**Brief A:**
Reproduce the passage from the Fort Bragg shutdown account word for word, starting at "Fighting for us?" and ending at "at the Commissary.".
**Brief B:**
Continue the Fort Bragg account of the government shutdown, picking up after its final sentence.

**Selected text:**
★ ★ ★ ★ ★

- Posted October 1, 2013 by
fort bragg, North Carolina
This iReport is part of an assignment:
Shutdown over: What next?
Fighting for us? Seems like they're fighting against us.
Yesterday was a perfectly normal day. We went about our daily routine of servicing vehicles, assisting other soldiers (we support a battalion-size element), and shopped at the Commissary.
Today had a completely different tone. We could no longer order the parts for our vehicles needed to keep them mission-capable. We have vehicles sitting there that we are unable to use due to lack of funds. We have one fuel key to use among 30+ vehicles. Civilian contractors, from the DFAC personnel that assist the cooks in providing soldiers meals, to contractors that support the communications side of our army, to the waste removal contractors, have all been furloughed, a type of involuntary hiatus. In a way, it makes sense: cut out what you can in order to make what we currently possess last longer. But at the same time, it was something that could have easily been avoided.
When I was in high school, I was told that the Senate and the House of Representatives were simply that: a representation of the people. But I have yet to find someone that would willingly put 800,000 contractors out of work, simply because they want to fund (or do not want to fund) a bill that would force healthcare upon everyone. A one size fits all that will cover the center, but leave the edges exposed.

★ ★ ★ ★ ★

**Extracted entries:**
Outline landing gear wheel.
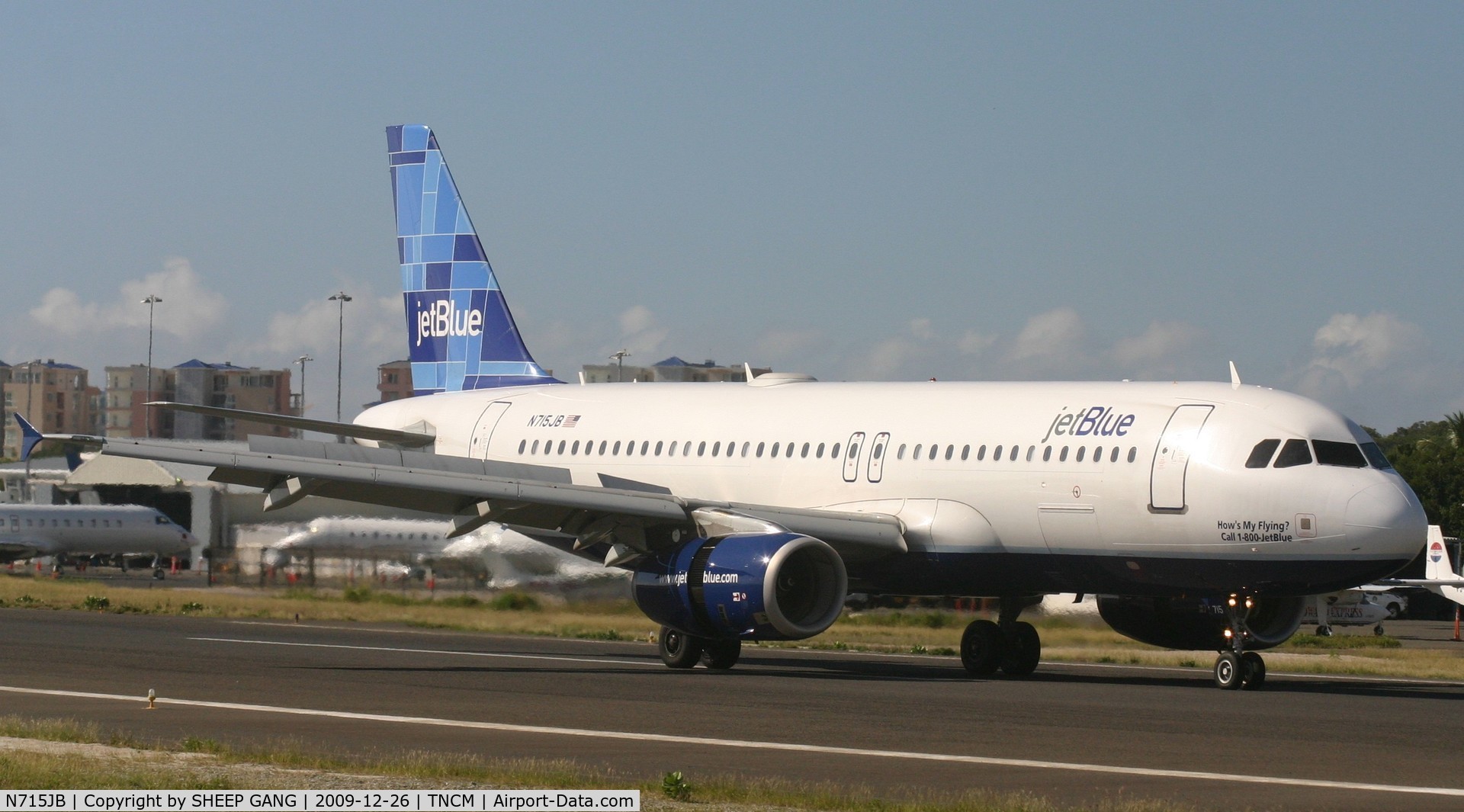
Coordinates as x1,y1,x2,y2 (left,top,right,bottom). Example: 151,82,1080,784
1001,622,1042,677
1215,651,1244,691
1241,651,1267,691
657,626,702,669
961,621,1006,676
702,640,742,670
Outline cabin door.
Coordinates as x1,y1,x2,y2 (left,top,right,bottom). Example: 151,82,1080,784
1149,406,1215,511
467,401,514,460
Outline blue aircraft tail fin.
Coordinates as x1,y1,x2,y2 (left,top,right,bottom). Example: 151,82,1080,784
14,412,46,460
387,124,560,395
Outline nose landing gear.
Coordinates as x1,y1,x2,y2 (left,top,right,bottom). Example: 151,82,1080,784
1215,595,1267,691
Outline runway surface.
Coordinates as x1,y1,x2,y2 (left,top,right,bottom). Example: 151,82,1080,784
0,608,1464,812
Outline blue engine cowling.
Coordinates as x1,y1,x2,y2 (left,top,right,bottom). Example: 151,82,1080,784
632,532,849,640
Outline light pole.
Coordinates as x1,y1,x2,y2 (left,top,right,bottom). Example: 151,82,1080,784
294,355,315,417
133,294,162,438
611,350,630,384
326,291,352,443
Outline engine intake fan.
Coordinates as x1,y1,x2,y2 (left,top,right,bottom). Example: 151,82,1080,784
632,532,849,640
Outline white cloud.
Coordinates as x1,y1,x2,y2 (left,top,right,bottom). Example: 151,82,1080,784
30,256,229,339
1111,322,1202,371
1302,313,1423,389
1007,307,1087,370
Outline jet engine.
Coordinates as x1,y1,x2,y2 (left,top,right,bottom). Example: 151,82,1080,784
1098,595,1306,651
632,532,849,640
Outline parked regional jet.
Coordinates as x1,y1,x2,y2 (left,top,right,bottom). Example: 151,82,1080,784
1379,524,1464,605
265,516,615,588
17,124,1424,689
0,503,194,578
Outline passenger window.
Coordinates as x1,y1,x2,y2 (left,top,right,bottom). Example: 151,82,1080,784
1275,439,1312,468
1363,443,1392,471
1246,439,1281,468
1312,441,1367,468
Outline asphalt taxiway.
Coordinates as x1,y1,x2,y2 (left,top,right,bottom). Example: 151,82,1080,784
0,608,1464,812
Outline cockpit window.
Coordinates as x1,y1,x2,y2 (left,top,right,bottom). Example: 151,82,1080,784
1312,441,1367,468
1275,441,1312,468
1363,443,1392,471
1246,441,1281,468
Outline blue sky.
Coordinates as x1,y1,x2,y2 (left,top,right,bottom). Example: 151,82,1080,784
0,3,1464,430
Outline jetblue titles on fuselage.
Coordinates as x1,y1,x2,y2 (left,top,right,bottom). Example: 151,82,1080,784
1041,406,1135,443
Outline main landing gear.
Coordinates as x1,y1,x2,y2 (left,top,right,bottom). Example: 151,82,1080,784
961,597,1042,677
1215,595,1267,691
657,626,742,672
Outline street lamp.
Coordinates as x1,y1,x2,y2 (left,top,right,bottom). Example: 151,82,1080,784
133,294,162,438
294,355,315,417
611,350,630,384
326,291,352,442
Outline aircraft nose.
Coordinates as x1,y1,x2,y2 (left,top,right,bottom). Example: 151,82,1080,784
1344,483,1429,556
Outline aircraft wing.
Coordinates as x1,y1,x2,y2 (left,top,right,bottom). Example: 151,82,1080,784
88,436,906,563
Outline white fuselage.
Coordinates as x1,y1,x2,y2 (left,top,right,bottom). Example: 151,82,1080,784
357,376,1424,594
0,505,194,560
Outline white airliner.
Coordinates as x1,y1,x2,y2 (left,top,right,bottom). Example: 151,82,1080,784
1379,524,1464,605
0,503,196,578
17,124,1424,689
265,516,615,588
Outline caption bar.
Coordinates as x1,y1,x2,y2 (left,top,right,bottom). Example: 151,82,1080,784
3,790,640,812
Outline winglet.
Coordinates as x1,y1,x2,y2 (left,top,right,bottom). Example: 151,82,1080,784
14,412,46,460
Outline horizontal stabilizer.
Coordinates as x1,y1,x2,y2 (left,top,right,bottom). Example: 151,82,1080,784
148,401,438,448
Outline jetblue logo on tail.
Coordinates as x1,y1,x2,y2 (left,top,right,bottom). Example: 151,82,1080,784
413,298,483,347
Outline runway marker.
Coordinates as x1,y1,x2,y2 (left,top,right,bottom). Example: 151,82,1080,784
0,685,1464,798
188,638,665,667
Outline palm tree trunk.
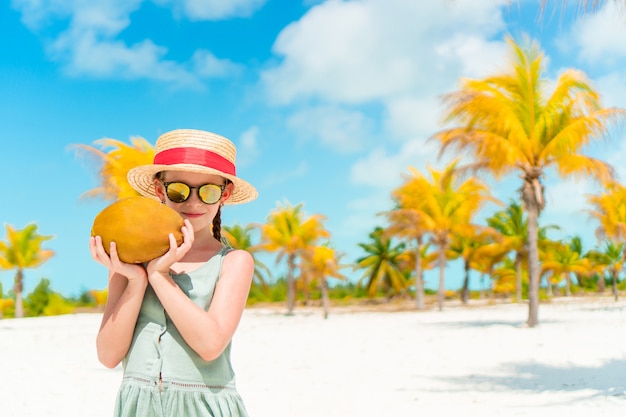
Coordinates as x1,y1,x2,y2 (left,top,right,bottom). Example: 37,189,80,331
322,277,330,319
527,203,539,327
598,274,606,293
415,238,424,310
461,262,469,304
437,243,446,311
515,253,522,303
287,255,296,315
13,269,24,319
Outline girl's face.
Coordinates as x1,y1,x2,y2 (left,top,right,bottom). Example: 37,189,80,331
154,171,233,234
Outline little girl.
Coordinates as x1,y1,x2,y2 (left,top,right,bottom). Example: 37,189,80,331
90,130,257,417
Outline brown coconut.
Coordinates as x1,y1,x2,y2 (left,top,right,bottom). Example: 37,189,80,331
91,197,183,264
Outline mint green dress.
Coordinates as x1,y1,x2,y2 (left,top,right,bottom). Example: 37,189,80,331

★ ★ ★ ★ ★

**Reply A:**
Fighting for us? Seems like they're fighting against us.
Yesterday was a perfectly normal day. We went about our daily routine of servicing vehicles, assisting other soldiers (we support a battalion-size element), and shopped at the Commissary.

**Reply B:**
Personally, I have noticed a few things others may not. We rely on our vehicles to provide support to elements in the field. Without a way to get out to the element, how are we supposed to provide the support needed to succeed in the mission? We support over 250 desktop and laptop computers. The civilians control the network, allowing us to focus on the desktops. Without them, we are unable to create users, install new phones, route anything, establish temporary communications, or anything that requires communications over a network. We are unable to order parts for our vehicles, as I have mentioned before. We cannot be seen for any medical conditions we have, as the clinics are staffed mostly with civilian contractors. Anyone needing physical therapy, constant monitoring of a chronic condition, or anyone with an acute condition that does not warrant an emergency room visit will be out of luck. The commissaries are closed. The Post Exchange shopping locations are closed. The only thing around here that is likely to stay open will be Burger King.
In short, this government shutdown is causing more problems than it is solving. Although I do not agree with ObamaCare, I would cut my losses to bring our government back in to play. The longer we sit on the sidelines, the more it costs us in funds, morale, and pride.